*What is asked*
Copy the entries from the line with "Where exactly is the pointed" to the line with "top-left (0, 130), bottom-right (202, 191)", swapping "hazy sky" for "cloudy sky" and leaving everything else as it is.

*Extracted data*
►

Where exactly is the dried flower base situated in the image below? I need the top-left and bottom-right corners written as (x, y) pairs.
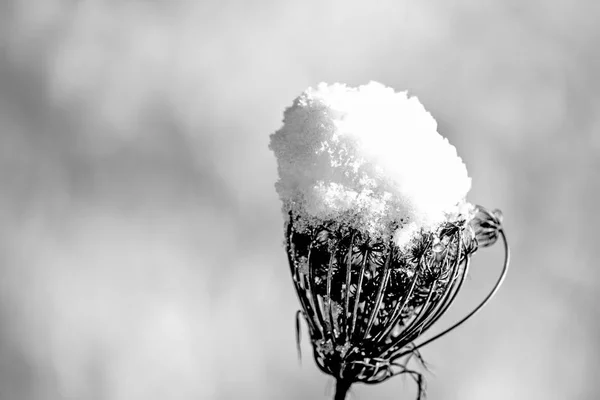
top-left (287, 207), bottom-right (508, 399)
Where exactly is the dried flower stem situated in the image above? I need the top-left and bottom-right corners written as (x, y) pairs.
top-left (333, 379), bottom-right (352, 400)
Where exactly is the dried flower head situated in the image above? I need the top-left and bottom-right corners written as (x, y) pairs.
top-left (270, 82), bottom-right (508, 399)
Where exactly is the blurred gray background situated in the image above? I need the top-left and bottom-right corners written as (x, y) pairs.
top-left (0, 0), bottom-right (600, 400)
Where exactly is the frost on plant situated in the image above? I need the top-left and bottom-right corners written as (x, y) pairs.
top-left (270, 82), bottom-right (508, 399)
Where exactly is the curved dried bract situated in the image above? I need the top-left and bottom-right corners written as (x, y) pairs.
top-left (287, 207), bottom-right (508, 393)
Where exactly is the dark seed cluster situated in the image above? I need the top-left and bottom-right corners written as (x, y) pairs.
top-left (287, 206), bottom-right (500, 390)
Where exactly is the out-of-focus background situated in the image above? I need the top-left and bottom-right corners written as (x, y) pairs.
top-left (0, 0), bottom-right (600, 400)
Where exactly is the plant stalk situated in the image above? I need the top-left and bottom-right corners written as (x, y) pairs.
top-left (333, 378), bottom-right (352, 400)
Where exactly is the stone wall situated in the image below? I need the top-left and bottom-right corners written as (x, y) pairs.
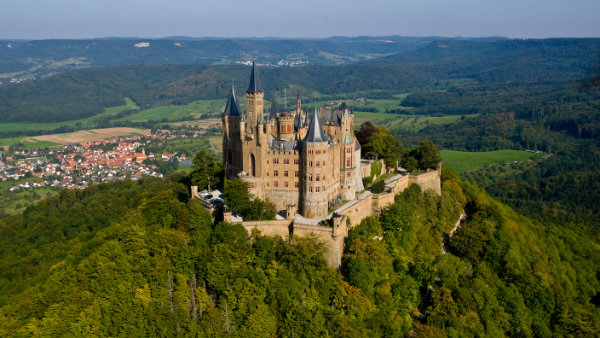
top-left (336, 191), bottom-right (373, 226)
top-left (242, 219), bottom-right (292, 238)
top-left (408, 168), bottom-right (442, 195)
top-left (293, 217), bottom-right (348, 268)
top-left (226, 169), bottom-right (441, 268)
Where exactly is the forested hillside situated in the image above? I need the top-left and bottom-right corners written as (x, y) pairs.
top-left (0, 39), bottom-right (600, 122)
top-left (0, 173), bottom-right (600, 337)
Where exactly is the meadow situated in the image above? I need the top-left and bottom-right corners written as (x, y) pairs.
top-left (440, 149), bottom-right (544, 173)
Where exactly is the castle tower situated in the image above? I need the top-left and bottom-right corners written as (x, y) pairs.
top-left (269, 96), bottom-right (277, 122)
top-left (277, 113), bottom-right (295, 141)
top-left (246, 61), bottom-right (265, 135)
top-left (296, 88), bottom-right (302, 115)
top-left (221, 85), bottom-right (244, 177)
top-left (302, 109), bottom-right (332, 218)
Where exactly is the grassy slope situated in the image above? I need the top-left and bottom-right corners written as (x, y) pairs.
top-left (440, 149), bottom-right (542, 173)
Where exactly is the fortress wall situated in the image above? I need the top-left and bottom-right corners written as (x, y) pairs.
top-left (266, 188), bottom-right (300, 210)
top-left (371, 192), bottom-right (396, 216)
top-left (294, 217), bottom-right (348, 268)
top-left (386, 175), bottom-right (410, 194)
top-left (337, 194), bottom-right (373, 226)
top-left (408, 168), bottom-right (442, 195)
top-left (242, 219), bottom-right (292, 238)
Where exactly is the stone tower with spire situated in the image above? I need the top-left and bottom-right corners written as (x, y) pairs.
top-left (246, 61), bottom-right (265, 134)
top-left (222, 63), bottom-right (362, 219)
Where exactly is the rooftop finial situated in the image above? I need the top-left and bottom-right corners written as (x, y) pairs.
top-left (223, 82), bottom-right (241, 116)
top-left (246, 60), bottom-right (263, 94)
top-left (304, 107), bottom-right (327, 142)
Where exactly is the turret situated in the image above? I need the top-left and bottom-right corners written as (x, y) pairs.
top-left (221, 85), bottom-right (244, 176)
top-left (277, 113), bottom-right (294, 141)
top-left (269, 96), bottom-right (277, 122)
top-left (246, 61), bottom-right (265, 134)
top-left (296, 88), bottom-right (302, 115)
top-left (302, 109), bottom-right (332, 219)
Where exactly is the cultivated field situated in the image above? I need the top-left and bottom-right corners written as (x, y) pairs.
top-left (168, 117), bottom-right (221, 129)
top-left (23, 127), bottom-right (150, 144)
top-left (440, 150), bottom-right (544, 173)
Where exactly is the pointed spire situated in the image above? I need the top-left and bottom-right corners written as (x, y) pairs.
top-left (223, 83), bottom-right (241, 116)
top-left (269, 96), bottom-right (277, 120)
top-left (246, 61), bottom-right (263, 94)
top-left (304, 107), bottom-right (327, 143)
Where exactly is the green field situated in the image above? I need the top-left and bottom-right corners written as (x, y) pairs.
top-left (0, 97), bottom-right (139, 136)
top-left (115, 100), bottom-right (225, 121)
top-left (0, 136), bottom-right (60, 149)
top-left (440, 149), bottom-right (544, 173)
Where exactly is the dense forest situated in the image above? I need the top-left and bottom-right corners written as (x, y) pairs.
top-left (0, 172), bottom-right (600, 337)
top-left (0, 36), bottom-right (500, 80)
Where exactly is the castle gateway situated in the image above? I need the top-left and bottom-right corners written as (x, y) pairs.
top-left (222, 63), bottom-right (363, 219)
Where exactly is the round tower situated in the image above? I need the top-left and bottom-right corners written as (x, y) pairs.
top-left (277, 113), bottom-right (295, 141)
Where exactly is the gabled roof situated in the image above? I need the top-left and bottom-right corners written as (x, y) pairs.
top-left (246, 61), bottom-right (263, 93)
top-left (304, 108), bottom-right (329, 143)
top-left (223, 85), bottom-right (242, 116)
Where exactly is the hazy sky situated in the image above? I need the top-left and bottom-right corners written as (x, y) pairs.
top-left (0, 0), bottom-right (600, 39)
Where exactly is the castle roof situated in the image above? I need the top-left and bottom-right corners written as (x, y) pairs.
top-left (246, 61), bottom-right (263, 94)
top-left (271, 138), bottom-right (302, 151)
top-left (321, 109), bottom-right (344, 126)
top-left (294, 112), bottom-right (306, 129)
top-left (223, 85), bottom-right (242, 116)
top-left (304, 108), bottom-right (329, 143)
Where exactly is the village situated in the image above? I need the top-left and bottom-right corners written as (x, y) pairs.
top-left (0, 130), bottom-right (202, 191)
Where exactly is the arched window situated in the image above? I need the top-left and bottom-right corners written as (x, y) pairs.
top-left (250, 154), bottom-right (256, 176)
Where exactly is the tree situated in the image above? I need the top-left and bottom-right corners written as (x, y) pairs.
top-left (225, 179), bottom-right (277, 221)
top-left (414, 140), bottom-right (442, 169)
top-left (190, 150), bottom-right (223, 187)
top-left (354, 121), bottom-right (375, 146)
top-left (363, 126), bottom-right (404, 168)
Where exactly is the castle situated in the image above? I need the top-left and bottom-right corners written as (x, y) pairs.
top-left (222, 63), bottom-right (363, 219)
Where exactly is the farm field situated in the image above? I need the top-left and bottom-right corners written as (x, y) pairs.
top-left (115, 100), bottom-right (225, 122)
top-left (0, 97), bottom-right (139, 135)
top-left (23, 127), bottom-right (149, 144)
top-left (168, 117), bottom-right (221, 129)
top-left (440, 149), bottom-right (544, 173)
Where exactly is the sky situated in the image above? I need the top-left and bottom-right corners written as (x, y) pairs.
top-left (0, 0), bottom-right (600, 39)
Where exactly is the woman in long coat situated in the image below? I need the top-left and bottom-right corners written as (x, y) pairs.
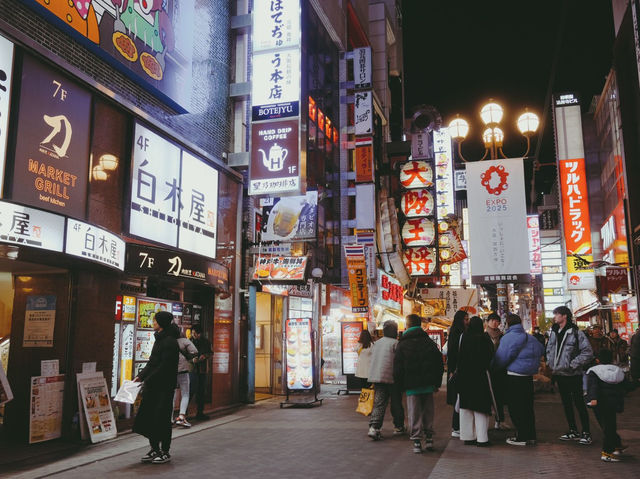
top-left (456, 316), bottom-right (494, 446)
top-left (133, 311), bottom-right (179, 464)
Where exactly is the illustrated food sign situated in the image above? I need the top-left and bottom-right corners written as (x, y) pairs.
top-left (554, 93), bottom-right (596, 290)
top-left (129, 123), bottom-right (218, 258)
top-left (26, 0), bottom-right (195, 112)
top-left (65, 218), bottom-right (125, 271)
top-left (467, 158), bottom-right (530, 284)
top-left (249, 118), bottom-right (301, 195)
top-left (527, 215), bottom-right (542, 274)
top-left (262, 191), bottom-right (318, 241)
top-left (0, 201), bottom-right (64, 252)
top-left (251, 0), bottom-right (300, 121)
top-left (433, 128), bottom-right (455, 219)
top-left (344, 245), bottom-right (369, 314)
top-left (0, 35), bottom-right (13, 197)
top-left (340, 321), bottom-right (364, 374)
top-left (285, 319), bottom-right (313, 390)
top-left (11, 56), bottom-right (91, 218)
top-left (253, 256), bottom-right (307, 281)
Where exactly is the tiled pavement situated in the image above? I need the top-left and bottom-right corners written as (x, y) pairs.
top-left (6, 391), bottom-right (640, 479)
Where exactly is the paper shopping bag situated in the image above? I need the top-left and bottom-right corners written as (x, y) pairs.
top-left (356, 387), bottom-right (374, 416)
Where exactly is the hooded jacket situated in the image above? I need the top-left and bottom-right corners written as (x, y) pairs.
top-left (393, 326), bottom-right (444, 391)
top-left (547, 321), bottom-right (593, 376)
top-left (585, 364), bottom-right (624, 412)
top-left (493, 324), bottom-right (544, 376)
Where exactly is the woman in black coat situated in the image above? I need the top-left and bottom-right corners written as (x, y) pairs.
top-left (447, 310), bottom-right (469, 437)
top-left (133, 311), bottom-right (179, 464)
top-left (456, 316), bottom-right (494, 446)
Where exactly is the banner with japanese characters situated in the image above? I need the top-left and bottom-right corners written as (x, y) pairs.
top-left (344, 245), bottom-right (369, 314)
top-left (262, 191), bottom-right (318, 241)
top-left (467, 158), bottom-right (530, 284)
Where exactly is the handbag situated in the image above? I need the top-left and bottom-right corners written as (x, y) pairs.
top-left (356, 386), bottom-right (375, 416)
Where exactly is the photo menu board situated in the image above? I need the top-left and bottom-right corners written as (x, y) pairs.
top-left (286, 318), bottom-right (313, 391)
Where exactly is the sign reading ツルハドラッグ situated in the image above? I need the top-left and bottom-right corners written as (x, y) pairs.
top-left (24, 0), bottom-right (195, 110)
top-left (11, 55), bottom-right (91, 218)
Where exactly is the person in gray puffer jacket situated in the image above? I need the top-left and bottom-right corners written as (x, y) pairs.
top-left (547, 306), bottom-right (593, 445)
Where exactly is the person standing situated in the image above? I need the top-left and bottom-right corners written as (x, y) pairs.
top-left (172, 325), bottom-right (198, 427)
top-left (485, 313), bottom-right (507, 429)
top-left (605, 329), bottom-right (629, 367)
top-left (367, 321), bottom-right (405, 441)
top-left (547, 306), bottom-right (593, 445)
top-left (493, 313), bottom-right (544, 446)
top-left (133, 311), bottom-right (179, 464)
top-left (393, 314), bottom-right (444, 453)
top-left (456, 316), bottom-right (493, 447)
top-left (355, 329), bottom-right (373, 388)
top-left (190, 324), bottom-right (213, 419)
top-left (585, 349), bottom-right (626, 462)
top-left (446, 310), bottom-right (469, 437)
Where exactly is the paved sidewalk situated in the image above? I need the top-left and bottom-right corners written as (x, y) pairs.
top-left (5, 391), bottom-right (640, 479)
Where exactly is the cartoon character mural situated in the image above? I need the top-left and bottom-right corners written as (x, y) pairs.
top-left (31, 0), bottom-right (195, 106)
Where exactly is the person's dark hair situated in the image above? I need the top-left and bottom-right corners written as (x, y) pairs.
top-left (382, 320), bottom-right (398, 339)
top-left (406, 314), bottom-right (422, 328)
top-left (467, 316), bottom-right (484, 335)
top-left (553, 306), bottom-right (573, 321)
top-left (358, 329), bottom-right (373, 349)
top-left (449, 309), bottom-right (467, 334)
top-left (507, 313), bottom-right (522, 326)
top-left (598, 349), bottom-right (613, 364)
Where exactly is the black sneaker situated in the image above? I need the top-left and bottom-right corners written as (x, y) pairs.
top-left (140, 449), bottom-right (160, 463)
top-left (558, 430), bottom-right (580, 441)
top-left (151, 452), bottom-right (171, 464)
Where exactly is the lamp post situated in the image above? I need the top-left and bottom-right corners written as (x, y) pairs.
top-left (449, 100), bottom-right (540, 317)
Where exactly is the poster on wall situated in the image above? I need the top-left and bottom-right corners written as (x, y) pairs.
top-left (22, 295), bottom-right (56, 348)
top-left (340, 321), bottom-right (364, 374)
top-left (467, 158), bottom-right (530, 284)
top-left (135, 330), bottom-right (156, 361)
top-left (11, 55), bottom-right (91, 218)
top-left (78, 375), bottom-right (117, 443)
top-left (29, 374), bottom-right (64, 444)
top-left (0, 35), bottom-right (14, 198)
top-left (262, 191), bottom-right (318, 241)
top-left (285, 318), bottom-right (313, 391)
top-left (25, 0), bottom-right (197, 113)
top-left (213, 322), bottom-right (233, 374)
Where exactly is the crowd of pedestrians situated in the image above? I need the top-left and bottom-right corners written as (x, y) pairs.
top-left (357, 306), bottom-right (640, 462)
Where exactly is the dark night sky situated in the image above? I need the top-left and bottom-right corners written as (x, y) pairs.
top-left (403, 0), bottom-right (614, 195)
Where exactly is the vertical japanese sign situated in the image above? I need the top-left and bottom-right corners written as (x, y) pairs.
top-left (467, 158), bottom-right (530, 283)
top-left (11, 56), bottom-right (91, 218)
top-left (340, 321), bottom-right (362, 374)
top-left (344, 245), bottom-right (369, 315)
top-left (0, 35), bottom-right (13, 198)
top-left (554, 93), bottom-right (596, 290)
top-left (129, 123), bottom-right (218, 258)
top-left (353, 47), bottom-right (372, 89)
top-left (527, 215), bottom-right (542, 274)
top-left (433, 128), bottom-right (455, 219)
top-left (22, 295), bottom-right (56, 348)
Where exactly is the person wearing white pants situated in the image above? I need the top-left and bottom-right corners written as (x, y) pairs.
top-left (460, 409), bottom-right (490, 444)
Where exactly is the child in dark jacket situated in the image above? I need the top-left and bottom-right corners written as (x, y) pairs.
top-left (586, 349), bottom-right (625, 462)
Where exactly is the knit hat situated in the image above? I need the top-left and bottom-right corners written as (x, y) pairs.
top-left (154, 311), bottom-right (173, 329)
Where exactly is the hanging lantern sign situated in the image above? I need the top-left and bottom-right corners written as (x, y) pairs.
top-left (400, 189), bottom-right (434, 218)
top-left (400, 161), bottom-right (433, 189)
top-left (402, 246), bottom-right (436, 276)
top-left (402, 218), bottom-right (436, 246)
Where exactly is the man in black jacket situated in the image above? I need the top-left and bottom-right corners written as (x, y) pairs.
top-left (393, 314), bottom-right (444, 453)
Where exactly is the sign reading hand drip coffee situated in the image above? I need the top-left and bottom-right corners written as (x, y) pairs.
top-left (11, 56), bottom-right (91, 218)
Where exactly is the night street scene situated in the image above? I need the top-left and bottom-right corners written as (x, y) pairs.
top-left (0, 0), bottom-right (640, 479)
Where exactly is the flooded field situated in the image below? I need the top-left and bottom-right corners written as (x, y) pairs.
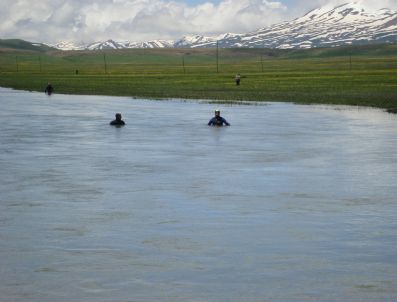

◄

*Written response*
Where exactly is the pointed spire situated in the image above? I need the top-left and bottom-right corners written as (x, y) pairs.
top-left (223, 83), bottom-right (241, 116)
top-left (269, 96), bottom-right (277, 120)
top-left (246, 61), bottom-right (263, 94)
top-left (304, 107), bottom-right (327, 143)
Where exactly is the green field situated in the image above? I need the top-left and bottom-right corners written as (x, y) pairs.
top-left (0, 97), bottom-right (139, 136)
top-left (115, 100), bottom-right (225, 121)
top-left (0, 136), bottom-right (60, 149)
top-left (440, 149), bottom-right (544, 173)
Where exactly is the dense forest situated in the image above? I need the top-left and bottom-right corners written as (x, y) pairs.
top-left (0, 172), bottom-right (600, 337)
top-left (0, 36), bottom-right (500, 80)
Where exactly is the castle gateway situated in the image above? I need the top-left and bottom-right corners written as (x, y) pairs.
top-left (222, 63), bottom-right (363, 219)
Where exactly is the round tower situated in the image above? I need the top-left and bottom-right corners written as (x, y) pairs.
top-left (277, 113), bottom-right (295, 141)
Where exactly is the gabled roof situated in the image above? I need the top-left and bottom-right corners written as (x, y) pairs.
top-left (246, 61), bottom-right (263, 93)
top-left (304, 108), bottom-right (329, 143)
top-left (223, 85), bottom-right (242, 116)
Where exactly is the cloudy sky situated in the image above? I need the top-left and bottom-right corners written as (x, y) pairs.
top-left (0, 0), bottom-right (600, 39)
Where exactly is the castle roof situated in the image above? I need the top-left and bottom-right corners written as (x, y) pairs.
top-left (246, 61), bottom-right (263, 94)
top-left (271, 138), bottom-right (302, 151)
top-left (321, 109), bottom-right (344, 126)
top-left (294, 112), bottom-right (306, 129)
top-left (223, 85), bottom-right (242, 116)
top-left (304, 108), bottom-right (329, 143)
Where exactly is the village situated in the image above? I need the top-left and bottom-right corners written as (x, y) pairs.
top-left (0, 130), bottom-right (202, 191)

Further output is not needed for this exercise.